### Extract to read
Article by: Ace Records

LOS ANGELES, JULY 7th:  A long form 110+ minute documentary The Seeds: Pushin’ Too Hard,directed by Neil Norman for GNP Crescendo, is scheduled for debut theatrical release on August 16th2014. The Egyptian Theater at the American Cinematheque will premiere the movie.

Using vintage footage, rare photos, memorabilia and audio, plus fresh interviews with band members and associates as well as notable fans and observers, Pushin’ Too Hard relates the bizarre rage-to-riches-to-rags tale of the rock quartet who took Los Angeles by storm in the mid-60s.

The Seeds – keyboard player Daryl Hooper, guitarist Jan Savage, drummer Rick Andridge and charismatic singer Sky Saxon – were all emigres to early 1960s Hollywood. After building a crack reputation in underground clubs such as Bido Litos, the group bust out in late 1966 with the classic anthem of frustration, “Pushin’ Too Hard,” which went Top 40 nationally in early 1967.

The group enjoyed other regional hits such as “Mr Farmer” and “Can’t Seem To Make You Mine,” and recorded five best-selling albums for the GNP Crescendo label, but despite a huge and partisan fanbase in southern California, the Seeds could not capitalize on their initial chart success. The growing ego and drug-fueled eccentricities of frontman Saxon alienated the other members, and led to the original quartet’s fracture in the summer of 1968.

After 1970, Saxon renamed himself Sunlight, embarking on a strange odyssey that took him from life as a street person in Hollywood to a commune in Hawaii. Sky returned to performing in the late 1980s and, using several different sets of musicians, performed Seeds music the world over until his untimely death in 2009.

### Task brief
According to the article, which venue will premiere the documentary? None of the material after the article is needed.

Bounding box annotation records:

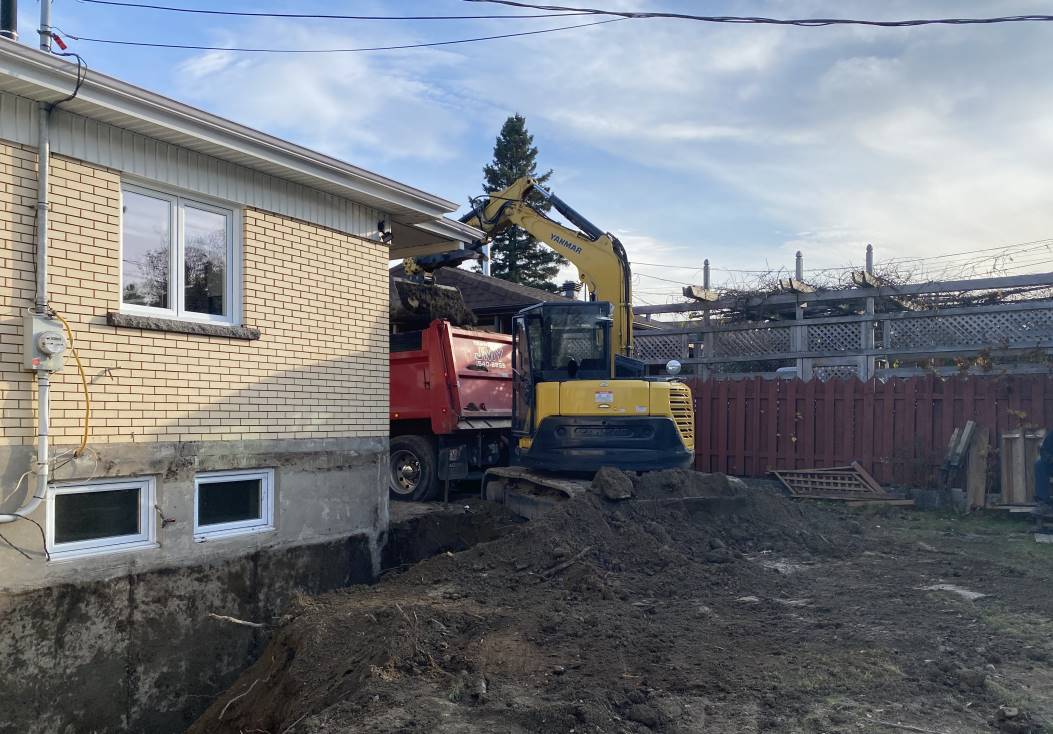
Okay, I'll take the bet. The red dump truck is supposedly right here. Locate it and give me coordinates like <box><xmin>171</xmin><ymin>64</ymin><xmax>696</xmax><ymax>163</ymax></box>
<box><xmin>390</xmin><ymin>320</ymin><xmax>512</xmax><ymax>500</ymax></box>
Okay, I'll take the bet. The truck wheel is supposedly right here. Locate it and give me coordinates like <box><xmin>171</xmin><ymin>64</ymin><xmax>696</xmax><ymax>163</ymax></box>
<box><xmin>389</xmin><ymin>436</ymin><xmax>439</xmax><ymax>502</ymax></box>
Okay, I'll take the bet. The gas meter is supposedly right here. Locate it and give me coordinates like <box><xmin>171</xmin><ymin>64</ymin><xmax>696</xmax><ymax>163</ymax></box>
<box><xmin>22</xmin><ymin>313</ymin><xmax>69</xmax><ymax>372</ymax></box>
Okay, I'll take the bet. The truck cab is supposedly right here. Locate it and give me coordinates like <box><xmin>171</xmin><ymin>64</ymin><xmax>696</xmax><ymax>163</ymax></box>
<box><xmin>389</xmin><ymin>320</ymin><xmax>512</xmax><ymax>501</ymax></box>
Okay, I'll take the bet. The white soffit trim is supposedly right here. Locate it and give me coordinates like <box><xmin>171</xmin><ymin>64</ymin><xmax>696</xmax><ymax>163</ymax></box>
<box><xmin>0</xmin><ymin>39</ymin><xmax>457</xmax><ymax>222</ymax></box>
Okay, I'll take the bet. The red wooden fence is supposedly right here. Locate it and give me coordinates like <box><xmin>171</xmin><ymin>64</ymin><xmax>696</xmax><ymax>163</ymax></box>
<box><xmin>689</xmin><ymin>375</ymin><xmax>1053</xmax><ymax>487</ymax></box>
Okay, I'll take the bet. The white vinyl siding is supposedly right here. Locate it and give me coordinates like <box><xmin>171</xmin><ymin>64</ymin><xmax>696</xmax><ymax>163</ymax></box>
<box><xmin>0</xmin><ymin>92</ymin><xmax>386</xmax><ymax>239</ymax></box>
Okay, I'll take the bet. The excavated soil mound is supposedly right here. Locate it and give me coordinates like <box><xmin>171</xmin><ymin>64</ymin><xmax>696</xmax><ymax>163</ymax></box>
<box><xmin>191</xmin><ymin>471</ymin><xmax>1053</xmax><ymax>734</ymax></box>
<box><xmin>191</xmin><ymin>471</ymin><xmax>860</xmax><ymax>733</ymax></box>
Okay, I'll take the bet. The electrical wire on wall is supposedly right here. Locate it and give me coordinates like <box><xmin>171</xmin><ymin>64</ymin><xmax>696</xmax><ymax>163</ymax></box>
<box><xmin>48</xmin><ymin>306</ymin><xmax>92</xmax><ymax>457</ymax></box>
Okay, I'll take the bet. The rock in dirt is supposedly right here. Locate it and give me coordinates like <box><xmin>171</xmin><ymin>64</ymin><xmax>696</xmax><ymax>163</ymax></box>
<box><xmin>703</xmin><ymin>548</ymin><xmax>735</xmax><ymax>563</ymax></box>
<box><xmin>592</xmin><ymin>467</ymin><xmax>633</xmax><ymax>501</ymax></box>
<box><xmin>921</xmin><ymin>583</ymin><xmax>987</xmax><ymax>601</ymax></box>
<box><xmin>625</xmin><ymin>703</ymin><xmax>660</xmax><ymax>729</ymax></box>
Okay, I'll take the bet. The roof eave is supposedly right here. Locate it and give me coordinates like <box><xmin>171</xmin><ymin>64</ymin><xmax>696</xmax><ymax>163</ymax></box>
<box><xmin>0</xmin><ymin>38</ymin><xmax>458</xmax><ymax>217</ymax></box>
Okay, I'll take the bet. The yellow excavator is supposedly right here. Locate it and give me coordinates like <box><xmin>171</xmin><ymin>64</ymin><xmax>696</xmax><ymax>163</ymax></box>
<box><xmin>461</xmin><ymin>178</ymin><xmax>695</xmax><ymax>475</ymax></box>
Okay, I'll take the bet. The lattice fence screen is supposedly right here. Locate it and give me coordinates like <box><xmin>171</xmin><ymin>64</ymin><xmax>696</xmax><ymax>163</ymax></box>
<box><xmin>711</xmin><ymin>326</ymin><xmax>792</xmax><ymax>357</ymax></box>
<box><xmin>633</xmin><ymin>332</ymin><xmax>688</xmax><ymax>362</ymax></box>
<box><xmin>806</xmin><ymin>322</ymin><xmax>862</xmax><ymax>352</ymax></box>
<box><xmin>887</xmin><ymin>309</ymin><xmax>1053</xmax><ymax>352</ymax></box>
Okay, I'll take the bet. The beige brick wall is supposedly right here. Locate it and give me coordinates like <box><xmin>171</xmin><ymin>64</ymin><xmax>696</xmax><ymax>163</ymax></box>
<box><xmin>0</xmin><ymin>142</ymin><xmax>388</xmax><ymax>445</ymax></box>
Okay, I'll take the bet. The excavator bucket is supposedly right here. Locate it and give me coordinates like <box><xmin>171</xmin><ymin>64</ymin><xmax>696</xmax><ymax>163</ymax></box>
<box><xmin>390</xmin><ymin>278</ymin><xmax>476</xmax><ymax>329</ymax></box>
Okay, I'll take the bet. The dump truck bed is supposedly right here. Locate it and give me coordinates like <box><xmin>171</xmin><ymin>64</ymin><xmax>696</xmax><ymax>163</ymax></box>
<box><xmin>390</xmin><ymin>320</ymin><xmax>512</xmax><ymax>435</ymax></box>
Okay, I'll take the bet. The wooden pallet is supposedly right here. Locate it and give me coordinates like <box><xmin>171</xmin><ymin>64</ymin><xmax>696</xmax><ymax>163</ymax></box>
<box><xmin>772</xmin><ymin>461</ymin><xmax>896</xmax><ymax>501</ymax></box>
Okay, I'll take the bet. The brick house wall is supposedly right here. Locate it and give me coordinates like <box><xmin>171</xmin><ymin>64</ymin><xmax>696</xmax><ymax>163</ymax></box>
<box><xmin>0</xmin><ymin>143</ymin><xmax>388</xmax><ymax>445</ymax></box>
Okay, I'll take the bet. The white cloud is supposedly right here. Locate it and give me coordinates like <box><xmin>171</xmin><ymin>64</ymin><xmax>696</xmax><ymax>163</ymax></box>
<box><xmin>174</xmin><ymin>23</ymin><xmax>466</xmax><ymax>164</ymax></box>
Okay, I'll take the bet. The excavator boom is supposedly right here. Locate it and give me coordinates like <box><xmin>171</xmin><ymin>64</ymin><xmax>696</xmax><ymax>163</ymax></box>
<box><xmin>461</xmin><ymin>178</ymin><xmax>633</xmax><ymax>369</ymax></box>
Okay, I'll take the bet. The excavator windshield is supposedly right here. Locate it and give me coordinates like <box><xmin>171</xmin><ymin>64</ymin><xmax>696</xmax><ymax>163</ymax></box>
<box><xmin>516</xmin><ymin>301</ymin><xmax>613</xmax><ymax>382</ymax></box>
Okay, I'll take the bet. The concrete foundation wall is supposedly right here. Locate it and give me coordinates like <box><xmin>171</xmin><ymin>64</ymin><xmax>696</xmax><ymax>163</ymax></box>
<box><xmin>0</xmin><ymin>438</ymin><xmax>388</xmax><ymax>734</ymax></box>
<box><xmin>0</xmin><ymin>535</ymin><xmax>372</xmax><ymax>734</ymax></box>
<box><xmin>0</xmin><ymin>437</ymin><xmax>388</xmax><ymax>593</ymax></box>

### Answer to this task
The Egyptian Theater at the American Cinematheque.